Rows taken from a pointing dataset:

# # #

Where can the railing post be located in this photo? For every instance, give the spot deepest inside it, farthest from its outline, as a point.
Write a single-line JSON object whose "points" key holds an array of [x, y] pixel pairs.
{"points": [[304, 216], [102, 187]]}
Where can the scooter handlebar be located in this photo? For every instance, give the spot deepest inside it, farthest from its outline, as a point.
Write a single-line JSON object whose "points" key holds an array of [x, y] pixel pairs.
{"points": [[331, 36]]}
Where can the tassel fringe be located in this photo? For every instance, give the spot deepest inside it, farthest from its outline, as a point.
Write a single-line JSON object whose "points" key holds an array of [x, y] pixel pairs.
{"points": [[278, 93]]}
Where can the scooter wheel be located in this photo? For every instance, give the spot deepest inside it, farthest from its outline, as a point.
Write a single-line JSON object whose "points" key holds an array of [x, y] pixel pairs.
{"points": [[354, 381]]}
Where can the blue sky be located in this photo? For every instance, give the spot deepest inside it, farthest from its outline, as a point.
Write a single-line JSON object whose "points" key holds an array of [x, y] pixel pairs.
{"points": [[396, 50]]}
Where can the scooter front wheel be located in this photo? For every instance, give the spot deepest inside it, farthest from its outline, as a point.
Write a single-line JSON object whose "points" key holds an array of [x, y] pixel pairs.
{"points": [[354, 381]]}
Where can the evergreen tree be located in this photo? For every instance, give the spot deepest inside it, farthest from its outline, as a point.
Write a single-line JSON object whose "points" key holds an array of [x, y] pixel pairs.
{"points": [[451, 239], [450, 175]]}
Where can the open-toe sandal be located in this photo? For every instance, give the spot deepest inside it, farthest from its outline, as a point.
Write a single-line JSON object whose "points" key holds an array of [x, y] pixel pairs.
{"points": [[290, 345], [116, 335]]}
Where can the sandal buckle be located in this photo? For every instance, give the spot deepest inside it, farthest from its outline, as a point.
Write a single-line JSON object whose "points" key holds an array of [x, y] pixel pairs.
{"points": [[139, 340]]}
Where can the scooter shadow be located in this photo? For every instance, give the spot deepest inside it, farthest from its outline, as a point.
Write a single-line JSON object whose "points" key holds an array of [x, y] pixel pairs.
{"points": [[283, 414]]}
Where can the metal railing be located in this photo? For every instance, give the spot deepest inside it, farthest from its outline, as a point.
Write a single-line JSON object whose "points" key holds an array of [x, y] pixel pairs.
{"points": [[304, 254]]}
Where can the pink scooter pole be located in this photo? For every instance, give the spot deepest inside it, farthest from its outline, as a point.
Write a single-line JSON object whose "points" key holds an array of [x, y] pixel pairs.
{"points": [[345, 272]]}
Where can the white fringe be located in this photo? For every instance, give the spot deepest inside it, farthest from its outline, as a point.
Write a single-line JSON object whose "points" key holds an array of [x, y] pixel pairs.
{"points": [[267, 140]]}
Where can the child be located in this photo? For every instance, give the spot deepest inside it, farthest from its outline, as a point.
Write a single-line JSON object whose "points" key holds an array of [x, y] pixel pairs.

# # #

▶ [Written request] Lay out every one of the items above as a numbered list, and drop any blank lines.

▶ [Response]
1. Where can the railing post be located in this photo? For every instance, give the spot deepest inside it, farthest from its outline, as a point.
2. Write a single-line JSON object whose "points" key holds an array of [x, y] pixel pairs.
3. {"points": [[304, 216], [102, 187]]}
4. Where can the scooter handlebar be located in this photo? For every instance, give the spot deepest inside it, farthest from its outline, as a point.
5. Write a single-line JSON object whose "points" key holds an array of [x, y] pixel pairs.
6. {"points": [[331, 36]]}
7. Where can the tassel fringe be located in this photo? For every instance, give the spot deepest inside it, farthest from its outline, as a point.
8. Write a single-line JSON object whose "points" key holds an array of [x, y] pixel pairs.
9. {"points": [[278, 93]]}
10. Where can the scooter wheel be located in this photo? For every instance, give the spot deepest inside it, farthest from its outline, as a point.
11. Write a single-line JSON object whose "points" key holds an array of [x, y] pixel pairs.
12. {"points": [[354, 381]]}
13. Where can the blue sky be located in this photo? For every instance, give the spot deepest inside it, farthest from its outline, as a point.
14. Write a single-line JSON object whose "points" key holds an array of [x, y] pixel pairs.
15. {"points": [[396, 50]]}
16. Where can the scooter front wheel be located in this photo? For every instance, give the spot deepest inside it, farthest from its outline, as a point.
17. Write a single-line JSON object whose "points" key holds an array of [x, y] pixel pairs.
18. {"points": [[354, 381]]}
19. Where can the evergreen tree be located in this photo? For every instance, give the spot deepest inside it, farthest from its outline, as a point.
20. Write a single-line JSON object whose "points" key holds an array of [x, y] pixel pairs.
21. {"points": [[451, 239], [450, 175]]}
22. Where can the open-toe sandal be located in this photo? For every instance, give the spot deepest inside it, farthest from its outline, as a point.
23. Write a single-line JSON object whose "points" key holds an array of [x, y] pixel pairs.
24. {"points": [[290, 345], [116, 335]]}
25. Where can the sandal buckle be located in this photo? For every instance, give the spot deepest inside it, farthest from its outline, as a point.
26. Write a single-line JSON object whose "points" key holds an array of [x, y] pixel pairs.
27. {"points": [[139, 340]]}
28. Where can the scooter shadow be located in this photo? For every instance, give the spot deepest inside it, farthest from its outline, as a point.
29. Write a single-line JSON object whose "points" key holds an array of [x, y] pixel pairs.
30. {"points": [[283, 414]]}
31. Where can the metal railing be located in this photo? For every instance, give the spot deepest inside it, farthest from its outline, as a point.
32. Write a single-line JSON object whose "points" key holds an array of [x, y] pixel pairs.
33. {"points": [[304, 254]]}
34. Where can the pink scooter pole be located in this photo? For every instance, give the spot deepest inside it, farthest from its outline, as a point.
35. Write a single-line JSON object whose "points" key holds an array of [x, y] pixel pairs.
36. {"points": [[345, 272]]}
37. Where can the white fringe be located in this photo? For every instance, give the spot deepest inside it, farthest from its outline, as a point.
38. Write a single-line JSON object whose "points" key holds an array of [x, y] pixel pairs.
39. {"points": [[267, 140]]}
40. Where can the child be located in this photo? For every instance, give the spot deepest inside it, farthest from its outline, as a point.
41. Write a single-line JSON object whose "points" key holds an array of [x, y] pixel pairs.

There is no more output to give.